Pull out each line of the data below that contains the string "query", copying those lines in full.

===

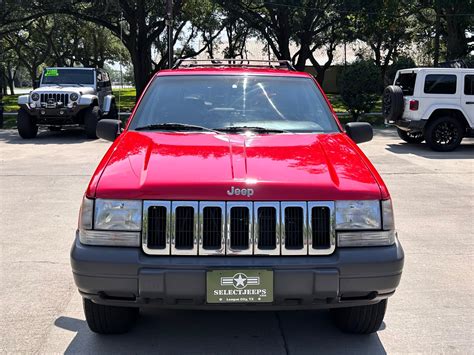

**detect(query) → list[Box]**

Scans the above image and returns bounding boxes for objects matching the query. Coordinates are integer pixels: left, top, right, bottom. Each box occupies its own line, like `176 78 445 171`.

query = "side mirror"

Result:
95 119 122 142
345 122 374 144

===

**Response to this exercise:**
**detect(query) → list[Box]**
Scans the above image and returns bounding boxes for objects matching the query. Coordinates are integer pixels: left, top, right, bottom. Each box occupies its own line, like `176 78 445 171`.
query = "side mirror"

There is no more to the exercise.